>> start
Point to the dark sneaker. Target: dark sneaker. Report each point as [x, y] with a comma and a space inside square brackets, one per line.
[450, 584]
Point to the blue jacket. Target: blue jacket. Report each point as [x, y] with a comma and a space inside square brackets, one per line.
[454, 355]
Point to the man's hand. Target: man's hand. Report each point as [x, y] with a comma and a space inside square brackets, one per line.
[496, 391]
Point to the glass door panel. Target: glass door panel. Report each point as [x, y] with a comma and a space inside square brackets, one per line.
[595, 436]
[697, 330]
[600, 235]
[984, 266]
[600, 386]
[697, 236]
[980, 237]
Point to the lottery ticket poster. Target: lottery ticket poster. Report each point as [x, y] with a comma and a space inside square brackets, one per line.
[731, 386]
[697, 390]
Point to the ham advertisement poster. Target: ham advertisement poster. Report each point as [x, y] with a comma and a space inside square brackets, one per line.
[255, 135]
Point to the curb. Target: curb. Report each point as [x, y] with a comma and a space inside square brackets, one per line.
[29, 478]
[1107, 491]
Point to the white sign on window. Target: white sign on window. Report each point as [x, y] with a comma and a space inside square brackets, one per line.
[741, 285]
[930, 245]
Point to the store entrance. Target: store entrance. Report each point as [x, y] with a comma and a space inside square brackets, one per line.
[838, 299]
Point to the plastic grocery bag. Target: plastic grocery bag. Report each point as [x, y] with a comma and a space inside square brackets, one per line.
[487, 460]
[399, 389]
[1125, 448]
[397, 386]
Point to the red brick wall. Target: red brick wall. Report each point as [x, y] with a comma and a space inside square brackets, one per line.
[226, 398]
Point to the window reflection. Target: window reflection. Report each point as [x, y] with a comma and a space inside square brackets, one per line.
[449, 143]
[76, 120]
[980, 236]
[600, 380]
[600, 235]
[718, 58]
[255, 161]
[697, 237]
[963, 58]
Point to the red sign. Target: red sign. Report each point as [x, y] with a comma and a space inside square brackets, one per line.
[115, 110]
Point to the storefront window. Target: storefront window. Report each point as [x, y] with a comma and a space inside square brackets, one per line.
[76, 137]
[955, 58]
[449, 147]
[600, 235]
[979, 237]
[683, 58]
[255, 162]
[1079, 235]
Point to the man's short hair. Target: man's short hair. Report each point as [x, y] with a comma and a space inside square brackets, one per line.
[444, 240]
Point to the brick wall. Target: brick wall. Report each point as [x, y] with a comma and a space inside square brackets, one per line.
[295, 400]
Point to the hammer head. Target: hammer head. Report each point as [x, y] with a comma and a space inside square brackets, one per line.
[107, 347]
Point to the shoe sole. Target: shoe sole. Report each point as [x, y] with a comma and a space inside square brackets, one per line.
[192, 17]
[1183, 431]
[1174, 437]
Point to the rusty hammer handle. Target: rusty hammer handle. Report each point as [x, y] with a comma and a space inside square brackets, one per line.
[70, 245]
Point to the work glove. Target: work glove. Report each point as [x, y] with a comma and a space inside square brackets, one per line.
>> end
§ **Problem details**: Can you turn every one of the items above into a numbered list, leaving out any blank lines?

§ **Correct answer**:
1. Point to the dark sneaker. Target: dark sneaker. Report each point as [x, y] with a comma and a space inside square brackets, one per line.
2. [450, 584]
3. Point to the blue jacket. Target: blue jacket. Report each point as [x, y] with a comma and a space inside square brackets, one per line.
4. [454, 355]
5. Point to the man's hand. Target: man's hand. Report each point as [x, y] with a comma and a space inside square brackets, one per line.
6. [496, 391]
7. Point to the glass door panel. Target: glass door panel. Report each point as [x, y] with a comma and a space inside square brackets, one per line.
8. [595, 436]
9. [697, 330]
10. [600, 235]
11. [984, 266]
12. [600, 386]
13. [697, 236]
14. [980, 237]
15. Point to the lottery ticket poster. Target: lottery ticket poster. Report each point as [x, y] with a comma and a space inside square brackets, one per line.
16. [731, 386]
17. [697, 390]
18. Point to the ham advertisement poster. Target: ham advertisement poster. Report each point as [x, y] with a comma and a space inside square brackets, one per line.
19. [255, 135]
20. Point to the curb. Target: curb. Report each point as [x, y] with a comma and a space inside square brackets, one per line.
21. [29, 478]
22. [1107, 491]
23. Point to the white sign on window. Target: white sign on window. Report each point as [x, y] with a comma and a space inside square brackets, one per line.
24. [741, 285]
25. [930, 245]
26. Point to the store entrance. Target: store entrance. Report each point as [x, y] with a comma and a space inside square brackets, one per line.
27. [838, 299]
28. Point to the plastic grocery bag. Target: plastic grocery bag. Report each point as [x, y] with a comma and a space inside square brackets, one per line.
29. [487, 460]
30. [399, 389]
31. [1125, 448]
32. [397, 386]
33. Point to the red brick wall. Target: red brick wall. Report each point as [x, y] with a comma and a space inside square brackets, one per line.
34. [226, 398]
35. Point to the window reflection. Target: window reflection. Report each point as [x, y] with a comma and a space inside square brackets, one per line.
36. [449, 143]
37. [76, 120]
38. [980, 236]
39. [600, 380]
40. [600, 235]
41. [718, 58]
42. [255, 161]
43. [697, 237]
44. [963, 58]
45. Point to the red sign. Target: red sign. Report each point as [x, y] with a comma and a space inside square brackets, one per line.
46. [115, 110]
47. Point to the storefront window. Target: storefront window. Report each point as [x, y] with a comma and a space inside square brackets, one per line.
48. [76, 137]
49. [955, 58]
50. [449, 147]
51. [600, 235]
52. [979, 237]
53. [683, 58]
54. [255, 162]
55. [1079, 235]
56. Point to the man's short hair. Target: man's short hair. Report each point as [x, y] with a comma and a space inside square brackets, one per line.
57. [444, 240]
58. Point to the brick wall. Target: brick wall. Report each point as [x, y] with a comma and a space inside square brackets, one per line.
59. [295, 400]
60. Point to the hammer head. Target: hammer head. Report each point as [x, y] with a comma and a space inside square brackets, one per line.
61. [107, 347]
62. Point to the shoe sole. Target: shoe sole. Report each point as [x, y] with a comma and a space inside square brackets, one per line.
63. [192, 17]
64. [1183, 431]
65. [1174, 437]
66. Point to the rusty hammer handle. Target: rusty hammer handle. Report each point as [x, y] with a comma and a space inside square brackets, one per line.
67. [70, 245]
68. Point to the work glove. Target: work glove. Report each point as [x, y] with a comma and a space inside square brackets, one per line.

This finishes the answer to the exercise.